INFORMATION SUPPLIED:
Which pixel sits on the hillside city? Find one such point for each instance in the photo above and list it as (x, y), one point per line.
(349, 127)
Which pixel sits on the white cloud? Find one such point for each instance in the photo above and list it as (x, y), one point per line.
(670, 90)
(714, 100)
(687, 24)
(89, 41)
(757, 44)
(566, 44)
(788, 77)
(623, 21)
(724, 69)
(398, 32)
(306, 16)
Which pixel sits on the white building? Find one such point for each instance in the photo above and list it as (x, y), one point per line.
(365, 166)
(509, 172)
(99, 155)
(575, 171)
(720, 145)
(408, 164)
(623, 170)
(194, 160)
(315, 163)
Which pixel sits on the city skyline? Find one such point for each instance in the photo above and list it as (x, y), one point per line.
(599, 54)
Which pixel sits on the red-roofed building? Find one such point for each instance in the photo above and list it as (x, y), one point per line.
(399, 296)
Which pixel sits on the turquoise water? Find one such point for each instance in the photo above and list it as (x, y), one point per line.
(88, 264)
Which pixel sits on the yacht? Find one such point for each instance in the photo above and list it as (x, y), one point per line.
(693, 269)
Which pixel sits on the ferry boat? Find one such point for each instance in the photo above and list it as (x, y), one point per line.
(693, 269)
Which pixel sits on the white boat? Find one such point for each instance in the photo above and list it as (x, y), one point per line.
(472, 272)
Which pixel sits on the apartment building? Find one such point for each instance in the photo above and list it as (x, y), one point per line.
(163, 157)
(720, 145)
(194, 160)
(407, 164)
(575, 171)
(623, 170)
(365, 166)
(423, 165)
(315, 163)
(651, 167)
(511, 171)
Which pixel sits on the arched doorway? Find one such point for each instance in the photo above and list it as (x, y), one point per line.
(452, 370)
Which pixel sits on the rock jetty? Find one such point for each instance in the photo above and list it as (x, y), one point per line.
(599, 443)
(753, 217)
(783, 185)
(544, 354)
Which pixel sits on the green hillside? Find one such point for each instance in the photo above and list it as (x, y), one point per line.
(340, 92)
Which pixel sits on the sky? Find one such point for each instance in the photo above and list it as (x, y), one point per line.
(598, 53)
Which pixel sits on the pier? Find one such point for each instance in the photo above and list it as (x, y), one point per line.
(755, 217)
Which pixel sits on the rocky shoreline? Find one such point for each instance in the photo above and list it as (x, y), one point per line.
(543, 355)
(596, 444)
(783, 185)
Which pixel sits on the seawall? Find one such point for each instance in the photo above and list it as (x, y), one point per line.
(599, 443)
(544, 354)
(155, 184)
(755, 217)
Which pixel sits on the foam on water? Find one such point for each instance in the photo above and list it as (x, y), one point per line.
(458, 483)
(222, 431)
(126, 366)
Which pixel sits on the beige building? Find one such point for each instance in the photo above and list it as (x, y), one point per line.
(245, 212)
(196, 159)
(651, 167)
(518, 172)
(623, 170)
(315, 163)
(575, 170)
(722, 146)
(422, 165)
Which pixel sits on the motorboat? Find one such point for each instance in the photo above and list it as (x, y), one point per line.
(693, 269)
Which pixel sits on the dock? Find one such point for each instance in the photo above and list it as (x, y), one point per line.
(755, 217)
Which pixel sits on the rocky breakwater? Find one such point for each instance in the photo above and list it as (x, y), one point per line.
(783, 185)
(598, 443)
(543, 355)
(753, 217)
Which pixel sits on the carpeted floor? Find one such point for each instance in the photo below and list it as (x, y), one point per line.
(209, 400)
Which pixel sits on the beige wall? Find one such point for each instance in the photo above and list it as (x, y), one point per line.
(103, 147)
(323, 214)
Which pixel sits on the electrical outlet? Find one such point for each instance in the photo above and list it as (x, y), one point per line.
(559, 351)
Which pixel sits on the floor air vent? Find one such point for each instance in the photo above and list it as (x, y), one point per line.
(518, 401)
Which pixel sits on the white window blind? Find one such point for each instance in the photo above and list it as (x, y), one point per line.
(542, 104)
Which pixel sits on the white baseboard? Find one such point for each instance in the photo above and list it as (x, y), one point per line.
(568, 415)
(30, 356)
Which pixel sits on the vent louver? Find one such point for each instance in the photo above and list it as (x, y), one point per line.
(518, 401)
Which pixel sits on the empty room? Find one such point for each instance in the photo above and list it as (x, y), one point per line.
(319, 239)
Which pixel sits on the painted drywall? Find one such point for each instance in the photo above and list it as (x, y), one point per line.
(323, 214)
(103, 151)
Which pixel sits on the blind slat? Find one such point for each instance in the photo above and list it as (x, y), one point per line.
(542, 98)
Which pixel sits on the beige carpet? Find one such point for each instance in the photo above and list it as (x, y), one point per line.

AIM:
The lines above should be duplicated exactly.

CORRECT OUTPUT:
Which pixel sits on the hillside city? Find one such point for each instance in the photo above and list it as (x, y), one point per line.
(349, 127)
Which pixel sits on the white cloud? Find one such point for each instance in the photo above and list it as (x, y), one point per line.
(670, 90)
(714, 100)
(687, 24)
(89, 41)
(757, 44)
(566, 44)
(788, 77)
(623, 21)
(724, 69)
(398, 32)
(306, 16)
Which pixel sits on the white building? Find one such point for each instance in the photo above and list it as (x, y), one point per line.
(365, 166)
(509, 172)
(99, 155)
(575, 171)
(720, 145)
(408, 164)
(623, 170)
(194, 160)
(315, 163)
Which pixel sits on the city skyline? Find one such point for each instance in the photo above and list it as (x, y), one point per line.
(599, 54)
Which pixel sits on the red-roofed building? Find one such point for each instance in the photo above and list it as (x, y), one point per line.
(399, 296)
Which pixel sits on the turquoise water? Find one such point for each instance in the photo above and list it as (x, y), one point per line.
(88, 264)
Which pixel sits on the yacht? Find one such point for each instance in the photo above and list it as (x, y), one point per line.
(693, 269)
Which pixel sits on the ferry boat? Find one such point for each instance in the photo above and list it as (x, y), one point per line.
(693, 269)
Which pixel sits on the white boat? Find one such point for each instance in the photo above and list it as (x, y), one point per line.
(472, 272)
Which pixel sits on the apartment building? Find one such point for each instance in the photo above and list it as (x, y), one point per line.
(163, 157)
(720, 145)
(194, 160)
(407, 164)
(575, 171)
(623, 170)
(365, 166)
(423, 165)
(315, 163)
(651, 167)
(511, 171)
Which pixel sits on the arched doorway? Find one such point for each instance in the photo above and list it as (x, y), one point per line.
(452, 370)
Which pixel sits on the rock jetty? Find one such point for each instance in the photo above and list it as (x, y), one point per line.
(599, 443)
(753, 217)
(783, 185)
(544, 354)
Which pixel sits on the green hillside? Find one such point for each instance in the photo above and list it as (x, y), one point per line.
(340, 92)
Which pixel sits on the sky? Find one such point for each instance in the photo above and list it as (x, y), one point per line.
(598, 53)
Which pixel sits on the pier? Find one such point for each instance in the photo above and list it as (x, y), one point per line.
(755, 217)
Which pixel sits on the rocky shoreline? Find one such point for each instance in the photo above and list it as (x, y), one point per line.
(543, 355)
(596, 444)
(783, 185)
Which pixel sits on the seawall? Find one such point for each instance in the photo above and list it as (x, y), one point per line.
(599, 443)
(544, 354)
(155, 184)
(755, 217)
Which pixel sits on the foam on water? Find one such point for each instance in the photo above and list it as (x, y), one point per line.
(458, 483)
(222, 431)
(126, 366)
Which pixel sits on the beige building? Find one such point for each instance in the photo above and list it as (x, y), one point per line.
(245, 212)
(196, 159)
(651, 167)
(518, 172)
(623, 170)
(315, 163)
(575, 170)
(722, 146)
(422, 165)
Which pixel sits on the motorboat? Find one such point for each instance in the photo above and list it as (x, y), one point per line.
(693, 269)
Which pixel sits on the dock? Find one such point for each instance in the photo above and list it as (x, y), one point per line.
(755, 217)
Which pixel sits on the rocky breakwater? Find one such point for each instance in the photo above and list it as (x, y), one point per line.
(783, 185)
(598, 443)
(543, 355)
(753, 217)
Which pixel sits on the carpeted floor? Find one such point for each instance in the photo below and list it as (x, y), one point per line.
(209, 400)
Which pixel sits on the beige wall? Find one such point for each instance in the photo above and list it as (x, y), one point per line.
(103, 147)
(323, 214)
Which pixel sits on the electrical outlet? Find one such point for each instance in the photo above and list it as (x, y), one point per line.
(559, 351)
Which pixel sits on the floor air vent? Find one such point for each instance in the photo above and list it as (x, y), one point per line.
(518, 401)
Which pixel sits on the white window blind? Find one such point for each instance in the photo above and list it as (x, y), one point per line.
(542, 104)
Which pixel sits on the white baseboard? Find one such point for each instance in the photo above and list it as (x, y), one point per line.
(568, 415)
(30, 356)
Which pixel sits on the vent louver? Find one such point for each instance in the photo above and list it as (x, y), one point per line.
(518, 401)
Which pixel sits on the empty room? Find one such point for each instance in the photo above and list it as (x, y), one point per line.
(319, 239)
Which pixel sits on the painted drywall? Find one such point for each instance in the photo above and list it as (x, y), one point per line.
(323, 214)
(103, 151)
Which pixel sits on the blind slat? Find one such point for each instance in the photo above and list it as (x, y), one point per line.
(542, 98)
Which pixel sits on the beige carpet? Find one such point for each instance in the photo above and list it as (x, y), one point per line.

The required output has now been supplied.